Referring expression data
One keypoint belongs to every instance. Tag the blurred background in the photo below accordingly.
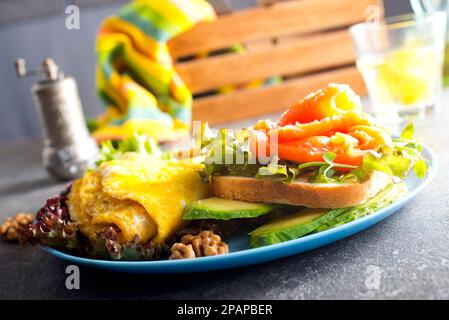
(34, 30)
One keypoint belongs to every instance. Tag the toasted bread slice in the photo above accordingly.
(300, 192)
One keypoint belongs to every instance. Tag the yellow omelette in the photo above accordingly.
(141, 195)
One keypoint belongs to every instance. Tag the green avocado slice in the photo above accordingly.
(223, 209)
(292, 226)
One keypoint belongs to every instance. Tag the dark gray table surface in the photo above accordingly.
(404, 256)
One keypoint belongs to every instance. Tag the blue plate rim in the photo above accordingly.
(159, 264)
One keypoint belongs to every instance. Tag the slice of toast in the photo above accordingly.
(300, 192)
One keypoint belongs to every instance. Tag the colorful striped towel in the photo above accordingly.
(135, 73)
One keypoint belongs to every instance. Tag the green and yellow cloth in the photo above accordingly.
(135, 73)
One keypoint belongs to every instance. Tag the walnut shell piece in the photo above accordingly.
(206, 243)
(13, 227)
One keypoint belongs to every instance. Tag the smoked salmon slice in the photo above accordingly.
(333, 100)
(337, 123)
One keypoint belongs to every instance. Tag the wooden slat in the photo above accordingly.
(283, 18)
(299, 56)
(250, 103)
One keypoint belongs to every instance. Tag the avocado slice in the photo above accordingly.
(292, 226)
(223, 209)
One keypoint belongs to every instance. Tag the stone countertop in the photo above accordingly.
(403, 257)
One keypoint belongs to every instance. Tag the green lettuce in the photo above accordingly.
(384, 198)
(110, 150)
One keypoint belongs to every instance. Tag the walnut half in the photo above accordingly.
(206, 243)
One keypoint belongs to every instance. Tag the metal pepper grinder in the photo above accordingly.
(68, 149)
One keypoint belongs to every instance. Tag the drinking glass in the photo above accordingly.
(421, 7)
(401, 62)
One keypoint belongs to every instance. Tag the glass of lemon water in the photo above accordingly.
(401, 62)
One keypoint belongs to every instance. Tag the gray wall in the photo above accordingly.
(35, 29)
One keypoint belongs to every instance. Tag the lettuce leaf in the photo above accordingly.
(142, 144)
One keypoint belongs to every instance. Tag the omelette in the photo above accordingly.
(141, 195)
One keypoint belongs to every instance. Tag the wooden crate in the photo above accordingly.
(305, 41)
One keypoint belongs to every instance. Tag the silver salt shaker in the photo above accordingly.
(68, 149)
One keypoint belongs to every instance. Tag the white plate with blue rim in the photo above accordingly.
(242, 255)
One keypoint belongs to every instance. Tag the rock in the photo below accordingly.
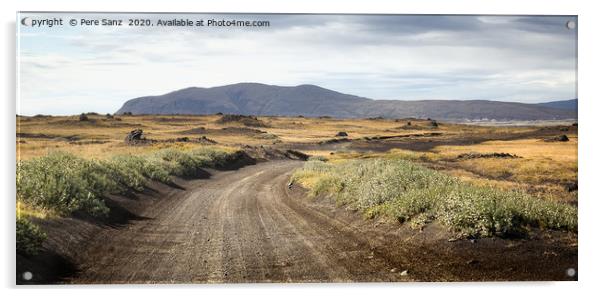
(560, 138)
(135, 137)
(474, 155)
(571, 187)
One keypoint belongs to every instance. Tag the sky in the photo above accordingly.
(67, 69)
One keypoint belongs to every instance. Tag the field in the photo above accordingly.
(465, 181)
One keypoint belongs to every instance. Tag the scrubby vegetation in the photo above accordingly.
(29, 238)
(406, 191)
(62, 183)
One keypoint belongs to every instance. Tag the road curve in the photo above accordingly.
(237, 226)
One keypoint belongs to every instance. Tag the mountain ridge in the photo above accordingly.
(312, 100)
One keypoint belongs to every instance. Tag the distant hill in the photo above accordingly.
(313, 101)
(565, 104)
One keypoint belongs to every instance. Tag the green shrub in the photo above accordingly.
(406, 191)
(63, 183)
(180, 163)
(29, 238)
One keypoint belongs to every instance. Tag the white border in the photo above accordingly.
(589, 158)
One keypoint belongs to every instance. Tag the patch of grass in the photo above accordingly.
(29, 238)
(62, 183)
(405, 191)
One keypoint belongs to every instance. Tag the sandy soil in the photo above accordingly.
(248, 225)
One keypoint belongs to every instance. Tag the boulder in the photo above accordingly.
(135, 137)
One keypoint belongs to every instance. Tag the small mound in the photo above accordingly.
(250, 121)
(560, 138)
(467, 156)
(136, 137)
(268, 153)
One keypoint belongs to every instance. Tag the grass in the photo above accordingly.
(405, 191)
(29, 238)
(61, 183)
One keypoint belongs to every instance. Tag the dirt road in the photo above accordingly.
(248, 226)
(237, 226)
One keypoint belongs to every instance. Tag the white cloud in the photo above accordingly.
(499, 58)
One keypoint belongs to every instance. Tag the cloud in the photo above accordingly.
(512, 58)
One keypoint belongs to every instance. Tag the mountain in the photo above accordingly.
(313, 101)
(565, 104)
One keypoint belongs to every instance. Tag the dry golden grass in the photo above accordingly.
(543, 169)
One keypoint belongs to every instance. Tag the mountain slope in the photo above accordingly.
(565, 104)
(310, 100)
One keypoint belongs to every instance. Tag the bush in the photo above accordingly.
(180, 163)
(406, 191)
(63, 183)
(29, 238)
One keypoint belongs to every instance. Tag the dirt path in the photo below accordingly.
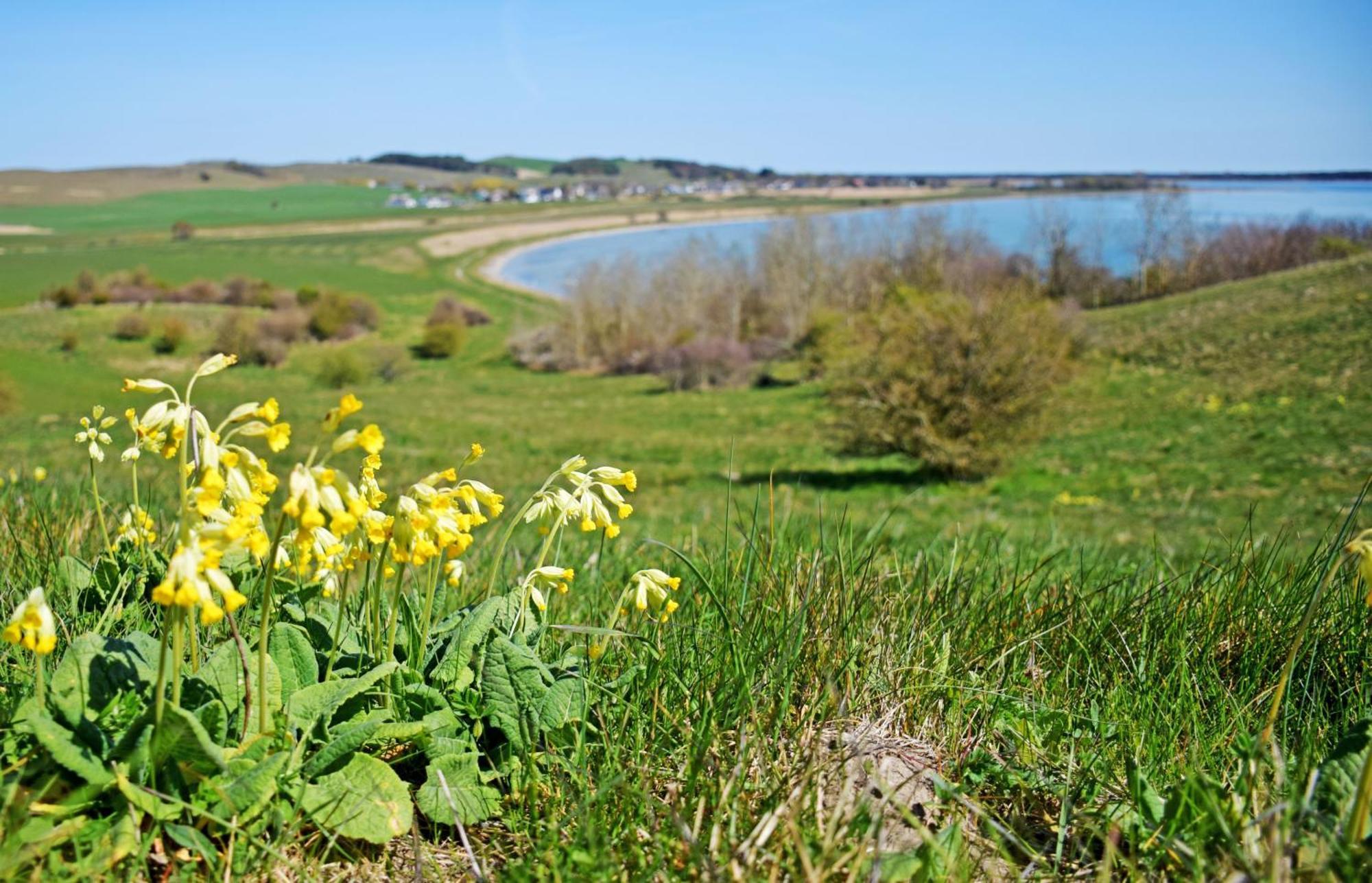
(451, 244)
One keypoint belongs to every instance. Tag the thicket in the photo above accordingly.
(267, 322)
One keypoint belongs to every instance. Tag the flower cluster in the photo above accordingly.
(587, 499)
(226, 488)
(32, 624)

Your objective
Transcribe all the entries precisely. Do not include any picture.

Task response
One keypoint belongs to every instance. Tag the blurred background in the photo below accordingly.
(34, 30)
One keypoint belongs to every instance. Tag the toasted bread slice in the photo above accordingly.
(300, 192)
One keypoint belongs to every instance. Tag the yellow omelette in the photo above accordingly.
(141, 195)
One keypoint belongs to every instance. Tag the green avocado slice in the photo above accordingly.
(223, 209)
(292, 226)
One keypoint belongs to every instance. Tag the dark gray table surface in the photo above accordingly.
(404, 256)
One keypoint belongs to every instance. Tag the blue plate rim in the photo above accordingly.
(159, 264)
One keypoint belongs to every instance. Tag the slice of toast in the photo above accordingly.
(300, 192)
One keypoint belongs to every instance. Tag the colorful striped towel in the photo above accordingly.
(135, 73)
One keypoint belongs to every instance. Tag the green and yellow cloth in the photo above accordingly.
(135, 73)
One keypoint belongs to every instance. Tag the walnut shell piece in the photo above accordingly.
(206, 243)
(13, 227)
One keypoint belongs to every instance. Tag the smoked salmon slice in the photo above accordingly.
(333, 100)
(337, 123)
One keypoint belongs to every instance. Tag the wooden slat in the photo above accordingly.
(283, 18)
(299, 56)
(250, 103)
One keypoint belongs to every instance. Tag the avocado slice in the photo above accordingly.
(292, 226)
(223, 209)
One keypoint belongs to every instance. Tag the stone countertop in the photo above accordingly.
(403, 257)
One keypoint belongs to every instance. Tag the green lettuce in the photo above accordingly.
(384, 198)
(110, 150)
One keypoint belongs to every instance. Tag the walnut half in the photo above accordingly.
(206, 243)
One keypoint belongs to every instance. Tag the metal pepper grinder in the photo above accordingly.
(68, 149)
One keypoint belongs to every instance. Tag the drinking glass in the photo above accordingly.
(421, 7)
(401, 62)
One keypoint belongs to every instance. Tag the glass of lemon water in the photo above accordingly.
(401, 62)
One keypoint belongs to every instance. Tag the gray wall in the photo above accordingly.
(35, 29)
One keypoint belongs to every instance. Tag the lettuce leaf in the photo above accordingly.
(142, 144)
One keypoint belongs to every instance. Tag the omelette in the photo above accordingly.
(141, 195)
One keypoint belongs to every instance. Tag the wooden crate in the photo above accordingly.
(305, 41)
One keypoint belongs to every instance. Tag the silver salt shaker in the photo above accordingly.
(68, 149)
One keypoint belongs to every instance. Tag the white plate with blue rim in the photo above accordingly.
(242, 255)
One keypoint belongs to every instance. Tag the rock in the photo below accordingly.
(560, 138)
(135, 137)
(474, 155)
(571, 187)
One keypoint belongs to every instance. Tag the sky in the photo above accordingly.
(67, 69)
One keypoint belongs to every instance. Tag the field in the photo above accordingly.
(465, 181)
One keypoint belongs to every instance. Tag the scrubby vegetation in the photo above accordingly.
(29, 238)
(406, 191)
(62, 183)
One keypoint belongs to every instance. Tag the road curve in the photo above accordingly.
(237, 226)
One keypoint belongs to every instance. Tag the mountain ridge in the photo above accordingly.
(312, 100)
One keypoint belongs to every instance. Tag the distant hill in the photo above accordingly.
(313, 101)
(565, 104)
One keypoint belongs to every instance. Tag the green shrub in the photo above accordingly.
(406, 191)
(63, 183)
(180, 163)
(29, 238)
One keypoint belongs to every instance. Tag the white border in the photo above accordingly.
(589, 158)
One keypoint belongs to every instance. Tag the patch of grass in the photo above accordingly.
(29, 238)
(62, 183)
(405, 191)
One keypoint belongs to every instance. Tag the sandy soil in the photo above accordingly.
(248, 225)
One keypoint belongs to every instance. Tag the boulder in the photo above accordingly.
(135, 137)
One keypoint belongs to every instance. Tag the small mound in the photo above accordingly.
(250, 121)
(560, 138)
(467, 156)
(136, 137)
(268, 153)
One keypoint belongs to every instance. Tag the grass in the photo above accordingly.
(405, 191)
(29, 238)
(61, 183)
One keypoint belongs to every instance. Tag the dirt road in the photo above accordingly.
(248, 226)
(237, 226)
One keypoint belongs to every instance. Tag the white cloud in the photo above accordingly.
(499, 58)
One keypoint belongs to every instance. Tag the cloud in the photo above accordingly.
(512, 58)
One keypoint belongs to every instance. Tag the mountain in the photo above accordingly.
(313, 101)
(565, 104)
One keypoint belongs to every instance. Tag the dry golden grass in the photo above accordingly.
(543, 169)
One keypoint belongs to every instance. Tag the mountain slope in the photo above accordingly.
(565, 104)
(310, 100)
One keypoint belongs to every instance. Tag the bush in the photo above accordingly.
(180, 163)
(406, 191)
(63, 183)
(29, 238)
One keypoint belongs to every instance. Tag the dirt path in the photo below accordingly.
(451, 244)
One keypoint belongs to every instance. Tag the thicket in the photo above accordingly.
(267, 322)
One keypoint belongs to every instance. Tag the flower cluster in the photo above accordingly.
(587, 499)
(226, 488)
(32, 624)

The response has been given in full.